**Your task**
Report each line of the data that includes the word "below".

Point-per-instance localization data:

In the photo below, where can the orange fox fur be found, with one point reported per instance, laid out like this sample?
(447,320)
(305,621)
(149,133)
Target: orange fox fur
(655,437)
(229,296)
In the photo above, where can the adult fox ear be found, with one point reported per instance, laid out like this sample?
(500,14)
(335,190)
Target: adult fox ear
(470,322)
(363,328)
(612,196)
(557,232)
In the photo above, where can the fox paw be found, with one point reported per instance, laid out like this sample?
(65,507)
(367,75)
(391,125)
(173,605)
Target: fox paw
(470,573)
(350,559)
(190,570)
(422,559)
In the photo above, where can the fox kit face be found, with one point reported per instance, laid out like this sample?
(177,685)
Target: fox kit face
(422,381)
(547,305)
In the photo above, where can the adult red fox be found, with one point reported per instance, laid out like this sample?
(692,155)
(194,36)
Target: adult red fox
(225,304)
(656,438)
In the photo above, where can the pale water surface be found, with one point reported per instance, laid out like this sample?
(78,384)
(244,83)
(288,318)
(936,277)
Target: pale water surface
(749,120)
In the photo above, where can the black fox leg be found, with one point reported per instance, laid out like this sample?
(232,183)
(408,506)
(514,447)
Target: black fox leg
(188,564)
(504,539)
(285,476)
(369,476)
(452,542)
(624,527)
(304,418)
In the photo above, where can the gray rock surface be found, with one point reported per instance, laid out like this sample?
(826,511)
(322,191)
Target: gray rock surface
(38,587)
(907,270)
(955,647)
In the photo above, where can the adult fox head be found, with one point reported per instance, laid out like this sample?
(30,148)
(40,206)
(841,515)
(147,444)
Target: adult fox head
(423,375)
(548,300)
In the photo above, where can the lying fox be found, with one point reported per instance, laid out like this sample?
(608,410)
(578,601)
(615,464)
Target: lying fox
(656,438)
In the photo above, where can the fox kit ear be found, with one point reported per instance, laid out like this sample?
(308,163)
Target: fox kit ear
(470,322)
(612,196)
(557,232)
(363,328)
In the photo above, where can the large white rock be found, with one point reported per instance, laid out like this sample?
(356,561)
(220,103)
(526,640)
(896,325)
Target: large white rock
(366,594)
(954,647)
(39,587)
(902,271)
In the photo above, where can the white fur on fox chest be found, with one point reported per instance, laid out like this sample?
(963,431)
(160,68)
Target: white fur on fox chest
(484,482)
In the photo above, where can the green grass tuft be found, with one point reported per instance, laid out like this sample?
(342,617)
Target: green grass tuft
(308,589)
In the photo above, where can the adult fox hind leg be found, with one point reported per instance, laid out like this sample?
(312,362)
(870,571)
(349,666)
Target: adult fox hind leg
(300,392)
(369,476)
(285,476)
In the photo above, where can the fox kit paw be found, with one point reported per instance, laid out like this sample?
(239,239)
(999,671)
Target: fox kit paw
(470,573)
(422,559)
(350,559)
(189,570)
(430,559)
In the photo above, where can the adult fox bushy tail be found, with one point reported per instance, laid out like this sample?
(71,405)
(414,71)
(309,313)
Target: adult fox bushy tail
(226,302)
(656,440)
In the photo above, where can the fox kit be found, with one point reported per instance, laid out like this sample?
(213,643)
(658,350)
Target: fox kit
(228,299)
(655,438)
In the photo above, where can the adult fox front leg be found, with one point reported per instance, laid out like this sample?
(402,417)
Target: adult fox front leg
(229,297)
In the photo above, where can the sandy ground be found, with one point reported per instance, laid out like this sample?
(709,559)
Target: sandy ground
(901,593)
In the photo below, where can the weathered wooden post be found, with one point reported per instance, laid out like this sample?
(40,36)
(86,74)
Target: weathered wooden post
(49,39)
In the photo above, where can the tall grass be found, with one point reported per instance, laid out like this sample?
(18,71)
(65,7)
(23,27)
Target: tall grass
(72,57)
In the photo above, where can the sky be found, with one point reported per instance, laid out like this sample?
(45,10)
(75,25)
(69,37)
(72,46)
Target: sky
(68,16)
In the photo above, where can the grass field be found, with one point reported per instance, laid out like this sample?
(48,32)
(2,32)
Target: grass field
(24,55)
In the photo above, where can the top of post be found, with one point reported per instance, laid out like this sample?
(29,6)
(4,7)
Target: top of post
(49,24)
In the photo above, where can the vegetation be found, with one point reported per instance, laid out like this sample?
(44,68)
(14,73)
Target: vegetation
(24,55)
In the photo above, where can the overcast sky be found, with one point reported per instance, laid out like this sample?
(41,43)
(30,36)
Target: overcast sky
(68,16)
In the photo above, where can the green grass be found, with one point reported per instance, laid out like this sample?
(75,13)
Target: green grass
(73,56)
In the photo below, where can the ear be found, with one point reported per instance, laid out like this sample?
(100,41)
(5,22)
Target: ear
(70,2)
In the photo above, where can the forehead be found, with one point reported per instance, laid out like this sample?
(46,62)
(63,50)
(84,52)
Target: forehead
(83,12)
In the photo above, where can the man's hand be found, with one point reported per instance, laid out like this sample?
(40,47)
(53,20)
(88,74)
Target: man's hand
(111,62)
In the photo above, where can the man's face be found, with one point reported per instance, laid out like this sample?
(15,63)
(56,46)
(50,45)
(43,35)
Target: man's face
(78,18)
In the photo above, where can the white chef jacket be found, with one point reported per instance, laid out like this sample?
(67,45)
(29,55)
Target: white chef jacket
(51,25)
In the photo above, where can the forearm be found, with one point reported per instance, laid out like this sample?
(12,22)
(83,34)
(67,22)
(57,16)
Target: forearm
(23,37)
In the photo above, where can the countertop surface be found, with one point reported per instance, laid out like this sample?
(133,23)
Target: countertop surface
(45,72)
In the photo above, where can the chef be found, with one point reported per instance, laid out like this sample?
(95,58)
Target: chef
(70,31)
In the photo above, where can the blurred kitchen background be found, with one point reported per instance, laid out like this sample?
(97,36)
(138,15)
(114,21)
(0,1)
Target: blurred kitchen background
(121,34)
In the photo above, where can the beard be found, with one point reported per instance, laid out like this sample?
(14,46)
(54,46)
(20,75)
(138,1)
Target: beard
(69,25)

**Expected answer**
In the photo below, where can the orange fox fur be found, with one point reported per instance, laid out like this sample?
In the photo below, where can the weathered wooden post be found, with one point reported per instance, laid out like this sample?
In the photo below, where can the ear be found, with one point reported per instance, laid out like this sample?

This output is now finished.